------ AVAILABLE RECORDS

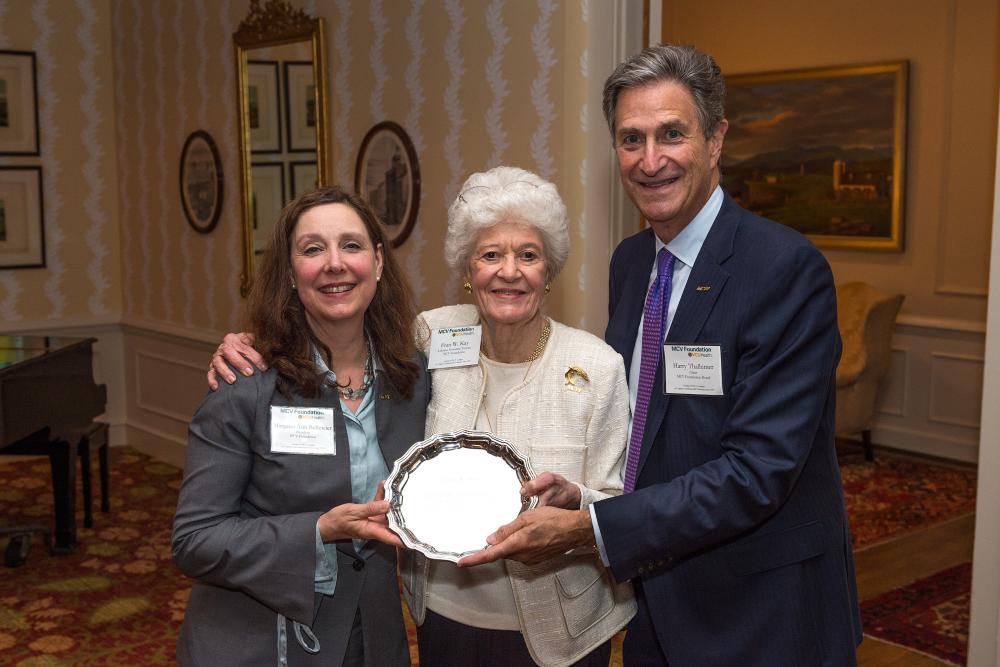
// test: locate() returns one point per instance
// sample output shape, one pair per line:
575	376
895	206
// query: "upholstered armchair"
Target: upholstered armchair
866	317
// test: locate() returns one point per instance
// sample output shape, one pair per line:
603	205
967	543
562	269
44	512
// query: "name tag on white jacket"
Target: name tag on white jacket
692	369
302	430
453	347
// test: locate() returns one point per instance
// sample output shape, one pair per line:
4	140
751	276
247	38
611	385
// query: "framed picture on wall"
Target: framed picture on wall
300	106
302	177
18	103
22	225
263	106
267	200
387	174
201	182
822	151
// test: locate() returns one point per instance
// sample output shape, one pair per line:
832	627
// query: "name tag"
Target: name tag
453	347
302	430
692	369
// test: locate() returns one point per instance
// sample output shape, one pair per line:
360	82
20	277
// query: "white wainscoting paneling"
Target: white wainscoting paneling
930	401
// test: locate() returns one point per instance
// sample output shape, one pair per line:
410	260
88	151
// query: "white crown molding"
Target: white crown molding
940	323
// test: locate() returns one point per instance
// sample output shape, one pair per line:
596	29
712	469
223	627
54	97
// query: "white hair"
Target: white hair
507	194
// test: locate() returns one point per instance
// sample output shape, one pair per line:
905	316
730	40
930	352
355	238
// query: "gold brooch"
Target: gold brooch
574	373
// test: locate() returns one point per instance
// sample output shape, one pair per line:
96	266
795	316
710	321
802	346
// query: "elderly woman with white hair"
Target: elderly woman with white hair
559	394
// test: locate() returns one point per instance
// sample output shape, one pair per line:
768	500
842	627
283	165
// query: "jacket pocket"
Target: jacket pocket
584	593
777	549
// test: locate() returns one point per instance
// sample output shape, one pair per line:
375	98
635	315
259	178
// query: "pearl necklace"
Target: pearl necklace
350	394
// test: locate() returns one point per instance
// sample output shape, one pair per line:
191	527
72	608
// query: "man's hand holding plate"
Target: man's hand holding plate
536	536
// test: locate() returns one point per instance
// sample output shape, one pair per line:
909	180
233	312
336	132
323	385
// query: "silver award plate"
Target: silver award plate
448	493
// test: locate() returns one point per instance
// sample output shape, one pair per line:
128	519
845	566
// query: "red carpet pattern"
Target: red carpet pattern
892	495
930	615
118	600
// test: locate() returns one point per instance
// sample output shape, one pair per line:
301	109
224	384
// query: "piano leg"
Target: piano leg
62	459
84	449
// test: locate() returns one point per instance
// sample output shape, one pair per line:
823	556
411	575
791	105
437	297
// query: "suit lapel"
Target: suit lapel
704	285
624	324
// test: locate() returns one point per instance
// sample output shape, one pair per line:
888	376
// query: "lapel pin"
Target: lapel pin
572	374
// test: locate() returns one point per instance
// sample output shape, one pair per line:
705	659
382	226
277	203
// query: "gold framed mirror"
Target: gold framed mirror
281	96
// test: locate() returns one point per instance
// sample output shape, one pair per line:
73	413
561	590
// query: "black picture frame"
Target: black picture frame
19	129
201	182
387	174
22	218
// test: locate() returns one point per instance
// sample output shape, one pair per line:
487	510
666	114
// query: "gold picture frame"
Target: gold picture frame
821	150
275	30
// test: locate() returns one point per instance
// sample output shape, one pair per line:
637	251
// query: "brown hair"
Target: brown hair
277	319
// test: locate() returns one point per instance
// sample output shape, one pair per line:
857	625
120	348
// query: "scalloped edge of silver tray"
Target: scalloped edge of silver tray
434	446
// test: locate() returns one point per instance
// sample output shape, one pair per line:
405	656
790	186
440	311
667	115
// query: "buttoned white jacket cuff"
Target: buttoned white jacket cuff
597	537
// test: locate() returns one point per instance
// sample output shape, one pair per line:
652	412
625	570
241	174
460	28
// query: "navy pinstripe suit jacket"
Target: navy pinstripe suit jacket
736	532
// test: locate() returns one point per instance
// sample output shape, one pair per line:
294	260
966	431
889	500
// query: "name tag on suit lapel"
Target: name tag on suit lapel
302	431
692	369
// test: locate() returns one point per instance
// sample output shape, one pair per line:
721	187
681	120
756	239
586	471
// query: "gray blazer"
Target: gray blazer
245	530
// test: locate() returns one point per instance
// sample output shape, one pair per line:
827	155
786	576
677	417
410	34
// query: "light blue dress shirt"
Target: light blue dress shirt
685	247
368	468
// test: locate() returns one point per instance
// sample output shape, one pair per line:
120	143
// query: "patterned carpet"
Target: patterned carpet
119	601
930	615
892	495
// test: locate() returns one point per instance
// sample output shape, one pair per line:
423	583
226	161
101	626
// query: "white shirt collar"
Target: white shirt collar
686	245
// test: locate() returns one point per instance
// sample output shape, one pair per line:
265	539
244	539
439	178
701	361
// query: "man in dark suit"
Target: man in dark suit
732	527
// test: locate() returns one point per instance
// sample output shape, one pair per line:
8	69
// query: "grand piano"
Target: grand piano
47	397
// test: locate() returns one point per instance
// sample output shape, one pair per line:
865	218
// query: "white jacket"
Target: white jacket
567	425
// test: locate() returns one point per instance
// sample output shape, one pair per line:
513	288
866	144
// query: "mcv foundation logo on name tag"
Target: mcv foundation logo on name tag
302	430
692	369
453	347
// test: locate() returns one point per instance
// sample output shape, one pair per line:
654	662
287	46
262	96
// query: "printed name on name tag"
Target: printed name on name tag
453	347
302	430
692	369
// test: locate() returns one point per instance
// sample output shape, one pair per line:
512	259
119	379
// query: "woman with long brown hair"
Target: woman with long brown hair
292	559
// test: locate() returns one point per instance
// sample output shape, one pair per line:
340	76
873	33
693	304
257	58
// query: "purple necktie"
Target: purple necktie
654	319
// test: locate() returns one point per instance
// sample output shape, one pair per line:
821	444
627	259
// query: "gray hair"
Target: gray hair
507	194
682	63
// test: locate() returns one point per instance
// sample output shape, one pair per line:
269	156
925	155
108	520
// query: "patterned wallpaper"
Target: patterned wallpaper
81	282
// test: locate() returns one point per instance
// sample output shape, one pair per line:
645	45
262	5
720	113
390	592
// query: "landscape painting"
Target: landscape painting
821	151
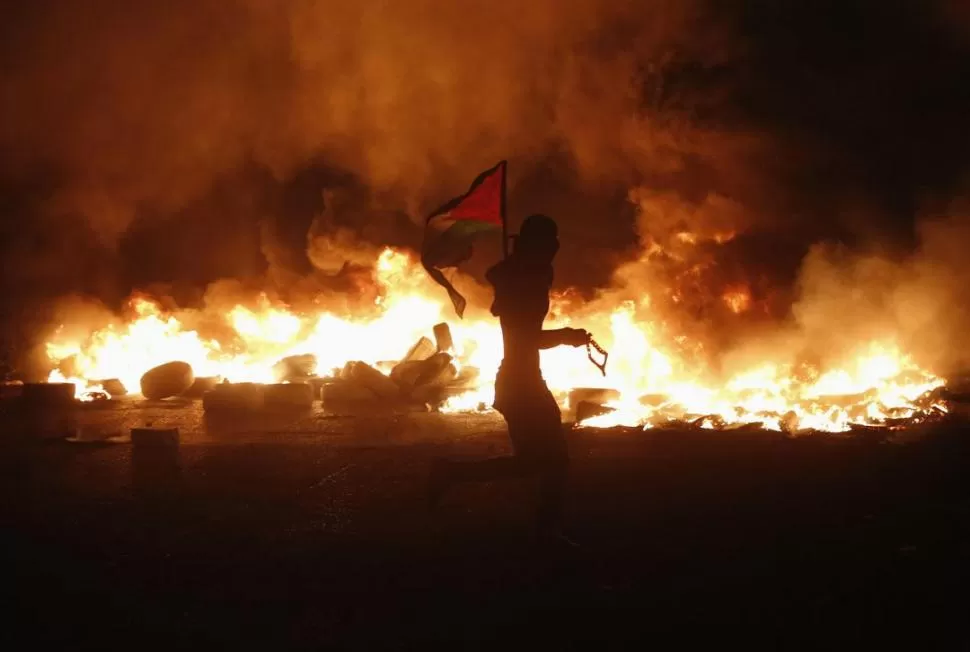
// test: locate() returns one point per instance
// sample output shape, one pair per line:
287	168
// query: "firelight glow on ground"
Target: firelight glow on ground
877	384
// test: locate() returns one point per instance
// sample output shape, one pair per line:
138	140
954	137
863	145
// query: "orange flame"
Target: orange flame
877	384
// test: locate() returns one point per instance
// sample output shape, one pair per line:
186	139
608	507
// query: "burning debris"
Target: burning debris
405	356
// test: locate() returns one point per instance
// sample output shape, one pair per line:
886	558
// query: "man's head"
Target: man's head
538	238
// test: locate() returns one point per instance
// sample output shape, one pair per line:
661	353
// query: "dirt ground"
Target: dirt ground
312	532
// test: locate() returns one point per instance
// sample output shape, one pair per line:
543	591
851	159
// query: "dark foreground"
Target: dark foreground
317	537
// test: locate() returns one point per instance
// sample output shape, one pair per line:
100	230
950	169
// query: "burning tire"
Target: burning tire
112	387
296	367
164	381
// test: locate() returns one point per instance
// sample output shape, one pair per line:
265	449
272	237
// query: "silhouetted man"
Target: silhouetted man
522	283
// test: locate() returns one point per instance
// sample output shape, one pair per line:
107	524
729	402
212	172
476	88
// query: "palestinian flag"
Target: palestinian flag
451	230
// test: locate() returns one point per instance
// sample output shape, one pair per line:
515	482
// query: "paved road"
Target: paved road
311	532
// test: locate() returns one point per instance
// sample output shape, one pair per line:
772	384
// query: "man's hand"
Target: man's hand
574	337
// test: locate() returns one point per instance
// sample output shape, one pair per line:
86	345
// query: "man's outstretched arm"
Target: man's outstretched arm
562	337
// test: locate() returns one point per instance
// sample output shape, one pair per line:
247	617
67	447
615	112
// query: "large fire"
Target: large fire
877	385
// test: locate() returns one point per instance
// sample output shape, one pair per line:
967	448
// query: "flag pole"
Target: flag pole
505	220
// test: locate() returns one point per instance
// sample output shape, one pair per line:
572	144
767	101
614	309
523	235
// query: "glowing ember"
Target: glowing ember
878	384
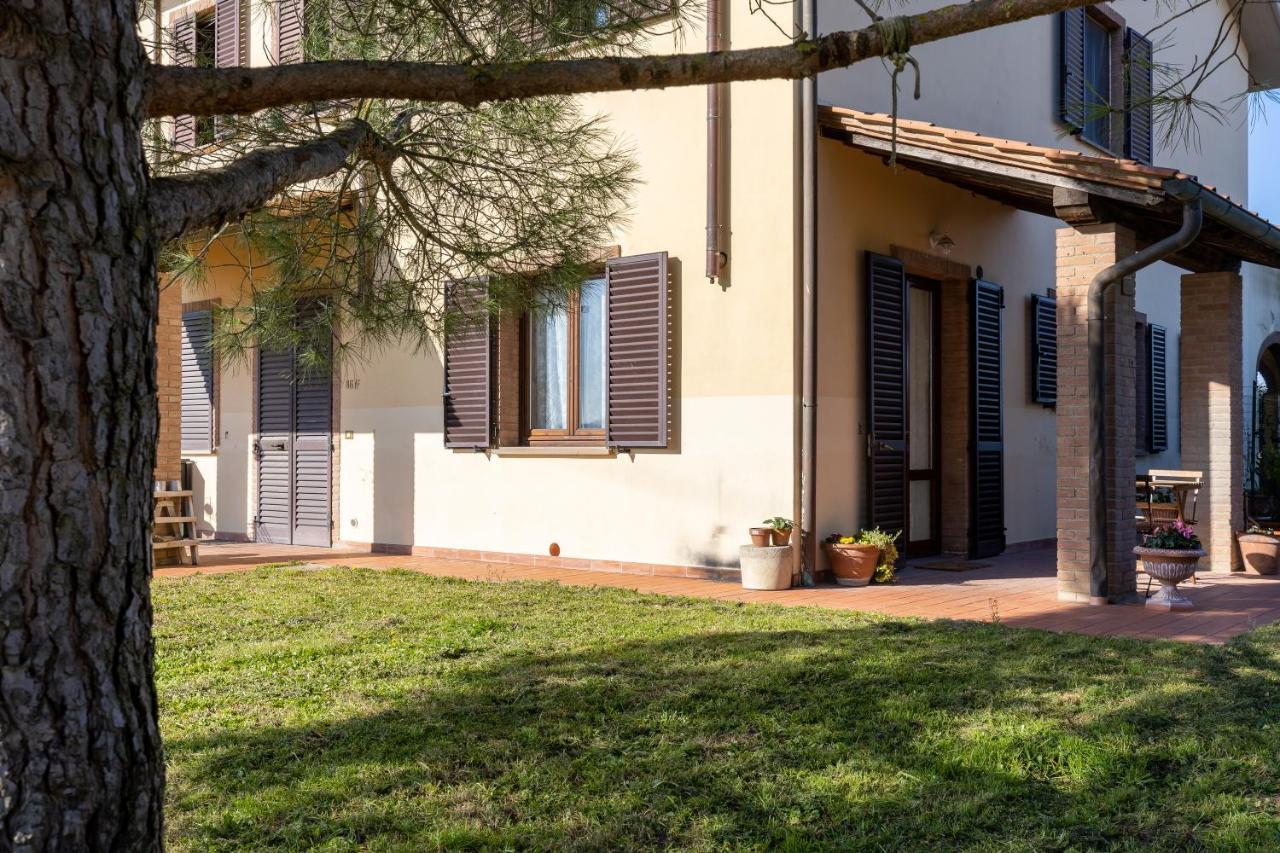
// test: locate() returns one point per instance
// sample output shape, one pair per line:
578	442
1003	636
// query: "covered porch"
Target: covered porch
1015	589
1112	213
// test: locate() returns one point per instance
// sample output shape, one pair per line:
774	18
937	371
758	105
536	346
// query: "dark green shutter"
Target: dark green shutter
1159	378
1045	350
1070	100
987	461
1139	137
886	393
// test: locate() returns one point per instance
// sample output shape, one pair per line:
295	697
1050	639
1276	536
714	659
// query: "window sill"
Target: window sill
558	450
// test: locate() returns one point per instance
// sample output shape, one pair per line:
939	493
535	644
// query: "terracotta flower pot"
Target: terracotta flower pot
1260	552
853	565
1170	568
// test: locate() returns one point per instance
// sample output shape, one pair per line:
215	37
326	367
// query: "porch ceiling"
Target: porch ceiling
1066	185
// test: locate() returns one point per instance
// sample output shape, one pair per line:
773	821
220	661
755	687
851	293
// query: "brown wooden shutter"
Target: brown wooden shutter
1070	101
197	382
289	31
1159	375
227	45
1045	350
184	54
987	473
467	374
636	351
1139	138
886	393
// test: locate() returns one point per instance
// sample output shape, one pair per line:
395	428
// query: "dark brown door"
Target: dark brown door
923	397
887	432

------------

● WHAT THE TASK REQUIRES: Locate every line in the data above that contains the string "cuff", and copy each of those lines.

● COMPLETED TASK:
// query: "buttoned white jacket cuff"
Target: buttoned white jacket cuff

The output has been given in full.